• _Texte fourni_
Aux fins du présent Code, le terme “ élu ” désigne tout responsable politique exerçant un mandat local ou régional conféré par élection primaire (élection par le corps électoral) ou secondaire (élection à des fonctions exécutives par le conseil local ou régional).

Article 2 - Définition des fonctions

Aux fins du présent Code, le terme “fonctions ” désigne le mandat conféré par l’élection primaire ou secondaire et l’ensemble des fonctions exercées par l’élu en vertu de ce mandat primaire ou secondaire.

Article 3 – Objet du Code

L’objet de ce code est de spécifier des normes de comportement que les élus sont censés observer dans l'exercice de leurs fonctions et d’informer les citoyens sur les normes de comportement qu’ils sont en droit d’attendre des élus.

Titre II – Principes généraux

Article 4 - Primauté de la loi et de l’intérêt général

Les élus siègent en vertu de la loi et doivent à tout moment agir conformément à celle-ci.

Dans l’exercice de ses fonctions, l’élu poursuit l’intérêt général et non exclusivement son intérêt personnel direct ou indirect, ou l’intérêt particulier d’individus ou de groupes d’individus dans le but d’obtenir un intérêt personnel direct ou indirect.

Article 5 - Objectifs de l’exercice du mandat

L’élu garantit un exercice diligent, transparent et motivé de ses fonctions.

Article 6 - Exercice du mandat

Dans l’exercice de ses fonctions, l’élu respecte les compétences et prérogatives de tout autre mandataire politique ou tout agent public.

Il s’abstient d’inciter ou de concourir et s’oppose à la violation des principes énumérés au présent titre par tout autre mandataire politique ou tout agent public dans l’exercice de ses fonctions

Titre III – Obligations specifiques

Chapitre 1- Accès à la fonction

Article 7 - Règles en matière de campagne électorale

La campagne électorale du candidat vise à diffuser et expliquer le programme politique de celui-ci.

Il s’abstient d’obtenir tout suffrage par d’autres moyens que la persuasion ou la conviction.

En particulier, il s’abstient de tenter d’obtenir des suffrages par la diffamation des autres candidats, par la violence et/ou des menaces, par la manipulation des listes électorales et/ou des résultats du scrutin ainsi que par l’octroi d’avantages ou de promesses d’avantages.

Chapitre 2 - Exercice de la fonction

Article 8 - Clientélisme

L’élu s’abstient d’exercer ses fonctions ou d’utiliser les prérogatives liées à sa fonction dans l’intérêt particulier d’individus ou de groupes d’individus dans le but d’obtenir un intérêt personnel direct ou indirect.

Article 9 - Exercice de compétences à son propre avantage

L’élu s’abstient d’exercer ses fonctions ou d’utiliser les prérogatives liées à sa fonction en vue de son propre intérêt particulier personnel direct ou indirect.

Éléments enregistrés du jeu de données:
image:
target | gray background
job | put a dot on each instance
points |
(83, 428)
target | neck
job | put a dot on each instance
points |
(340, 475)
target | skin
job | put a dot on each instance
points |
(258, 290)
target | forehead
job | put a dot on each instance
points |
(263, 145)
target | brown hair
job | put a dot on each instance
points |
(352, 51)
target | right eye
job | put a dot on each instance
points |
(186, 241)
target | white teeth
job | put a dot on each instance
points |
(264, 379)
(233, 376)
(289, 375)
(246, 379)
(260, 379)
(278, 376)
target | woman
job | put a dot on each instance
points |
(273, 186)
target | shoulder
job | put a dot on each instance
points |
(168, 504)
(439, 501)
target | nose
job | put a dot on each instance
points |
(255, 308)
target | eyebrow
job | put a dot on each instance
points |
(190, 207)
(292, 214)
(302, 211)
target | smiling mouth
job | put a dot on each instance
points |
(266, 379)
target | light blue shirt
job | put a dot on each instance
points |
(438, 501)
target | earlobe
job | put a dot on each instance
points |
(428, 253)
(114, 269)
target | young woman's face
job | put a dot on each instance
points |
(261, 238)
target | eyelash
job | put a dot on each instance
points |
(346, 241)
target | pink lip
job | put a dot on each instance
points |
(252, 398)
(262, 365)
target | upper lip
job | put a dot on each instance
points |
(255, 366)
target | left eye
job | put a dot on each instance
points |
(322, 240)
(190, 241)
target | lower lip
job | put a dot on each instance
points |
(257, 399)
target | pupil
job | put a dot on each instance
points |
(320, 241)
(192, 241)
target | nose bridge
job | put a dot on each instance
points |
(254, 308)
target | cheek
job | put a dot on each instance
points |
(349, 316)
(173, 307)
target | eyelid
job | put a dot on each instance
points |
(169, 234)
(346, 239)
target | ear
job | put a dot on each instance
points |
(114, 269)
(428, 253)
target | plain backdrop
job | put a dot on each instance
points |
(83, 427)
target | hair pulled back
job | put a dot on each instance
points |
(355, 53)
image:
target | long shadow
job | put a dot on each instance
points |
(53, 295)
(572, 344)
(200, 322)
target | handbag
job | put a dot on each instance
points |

• _Description de la tâche_
Rédigez la suite du code de conduite des élus locaux et régionaux, en reprenant juste après la dernière phrase de l'article 9.

• _Résultat attendu_
Article 10 - Conflit d’intérêts

Lorsqu’il a des intérêts personnels directs ou indirects dans les dossiers faisant l’objet d’un examen par le conseil local ou régional l’élu s’engage à déclarer ces intérêts avant la délibération et le vote.

L’élu s’abstient de prendre part à toute délibération ou vote ayant pour objet un intérêt personnel direct ou indirect.

Article 11 - Cumul

L’élu se soumet à toute réglementation en vigueur visant à limiter le cumul de mandats politiques.

L’élu s’abstient d’exercer d’autres mandats politiques qui l’empêchent d’exercer son mandat de l’élu local ou régional.

L’élu s’abstient d’exercer des fonctions, mandats, professions ou charges qui supposent un contrôle sur ses fonctions d’élu ou que ses fonctions d’élu sont censées contrôler.

Article 12 - L’exercice des compétences discrétionnaires

Dans l’exercice de ses compétences discrétionnaires, l’élu s’abstient de s’accorder un avantage personnel direct ou indirect, ou un avantage à un individu ou à un groupe d’individus dans le but d’obtenir un avantage personnel direct ou indirect.

Il assortit sa décision d’une motivation circonstanciée reprenant l’ensemble des éléments qui a fondé sa décision, et notamment les dispositions de la réglementation applicable ainsi que les éléments qui démontrent la conformité de sa décision à cette réglementation.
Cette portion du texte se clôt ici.